→ **Pedido por escrito 1**
Selecione todas as linhas dos registros que contêm a palavra "water", levando em conta maiúsculas e minúsculas.

→ **Trecho**
--------------------------------------------------

Sobre bolhas sociais e debates políticos em redes sociais
Por Rafael Kafka
Ontem me
peguei discutindo com um defensor do fascismo. Um defensor eloquente, não o
tipo irritante de cada dia que usa das notícias falsas para propagar a defesa
de seu candidato. Mas uma mente que sabia disfarçar sua ignorância com o uso
bem arquitetado de alguns conceitos econômicos, os quais expuseram a mim
brechas em minha formação leitora. Mesmo sendo da área de Letras, comecei a me
sentir irritado por não dominar tais conceitos e usar contra aquela pessoa numa
tentativa, mesquinha e egotista, de impedir que a mesma espalhe boatos por aí,
inverdades tolas baseadas em cortes de direitos sociais e trabalhistas para
garantir o bom desempenho numérico do país.
Na mente de
pessoas assim, um mercado forte e que se auto regula garante emprego, poder de
compra e felicidade a todos. A desigualdade social é algo que deve ser superado
por esforço pessoal e pelo Estado deixando as empresas explorarem tal esforço
de seus empregados. No afã dos debates acalorados das redes sociais, em um
ônibus lotado, esqueci como muitas vezes tais debates não valem a pena, pois
estamos muito preocupados com a rapidez do discurso que prejudica nossa
capacidade de ler e entender o próximo.

--------------------------------------------------

→ **Pedido por escrito 2**
Transcreva fielmente, do trecho sobre debates políticos nas redes sociais, a parte que começa nas palavras que contêm "Sobre bolhas sociais" e termina em "numérico do país.".

→ **Registros do conjunto**
--------------------------------------------------

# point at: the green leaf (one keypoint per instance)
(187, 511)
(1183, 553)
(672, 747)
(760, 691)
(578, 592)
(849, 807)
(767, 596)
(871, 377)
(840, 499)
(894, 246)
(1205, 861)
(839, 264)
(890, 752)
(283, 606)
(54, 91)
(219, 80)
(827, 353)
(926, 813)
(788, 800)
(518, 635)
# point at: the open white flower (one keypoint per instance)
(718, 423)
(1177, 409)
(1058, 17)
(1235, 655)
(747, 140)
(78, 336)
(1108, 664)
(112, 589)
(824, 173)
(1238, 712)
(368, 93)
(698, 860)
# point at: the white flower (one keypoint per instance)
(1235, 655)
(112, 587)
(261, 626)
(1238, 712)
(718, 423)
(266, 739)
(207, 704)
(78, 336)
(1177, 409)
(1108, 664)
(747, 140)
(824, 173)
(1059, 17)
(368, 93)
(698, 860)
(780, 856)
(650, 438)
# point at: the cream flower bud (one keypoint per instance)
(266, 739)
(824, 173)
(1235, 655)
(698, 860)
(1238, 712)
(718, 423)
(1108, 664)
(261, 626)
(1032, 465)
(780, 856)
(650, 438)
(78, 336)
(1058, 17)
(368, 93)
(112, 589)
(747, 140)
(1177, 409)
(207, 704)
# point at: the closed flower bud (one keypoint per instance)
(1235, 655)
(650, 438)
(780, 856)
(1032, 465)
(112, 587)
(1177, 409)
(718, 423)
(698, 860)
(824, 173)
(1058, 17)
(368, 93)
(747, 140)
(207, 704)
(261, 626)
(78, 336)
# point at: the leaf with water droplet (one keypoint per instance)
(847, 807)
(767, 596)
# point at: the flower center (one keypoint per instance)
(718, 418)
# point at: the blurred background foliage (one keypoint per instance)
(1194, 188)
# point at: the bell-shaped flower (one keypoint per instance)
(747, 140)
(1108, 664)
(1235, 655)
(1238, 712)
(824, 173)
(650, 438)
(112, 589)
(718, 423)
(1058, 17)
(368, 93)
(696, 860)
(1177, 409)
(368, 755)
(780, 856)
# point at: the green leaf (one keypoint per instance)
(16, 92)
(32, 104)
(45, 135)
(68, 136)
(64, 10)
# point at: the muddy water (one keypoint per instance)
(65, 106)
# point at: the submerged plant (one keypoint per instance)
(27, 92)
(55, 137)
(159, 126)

--------------------------------------------------

→ **Resposta completa 1**
# point at: the leaf with water droplet (one keypoint per instance)
# point at: the muddy water (one keypoint per instance)

→ **Resposta completa 2**
Sobre bolhas sociais e debates políticos em redes sociais
Por Rafael Kafka
Ontem me
peguei discutindo com um defensor do fascismo. Um defensor eloquente, não o
tipo irritante de cada dia que usa das notícias falsas para propagar a defesa
de seu candidato. Mas uma mente que sabia disfarçar sua ignorância com o uso
bem arquitetado de alguns conceitos econômicos, os quais expuseram a mim
brechas em minha formação leitora. Mesmo sendo da área de Letras, comecei a me
sentir irritado por não dominar tais conceitos e usar contra aquela pessoa numa
tentativa, mesquinha e egotista, de impedir que a mesma espalhe boatos por aí,
inverdades tolas baseadas em cortes de direitos sociais e trabalhistas para
garantir o bom desempenho numérico do país.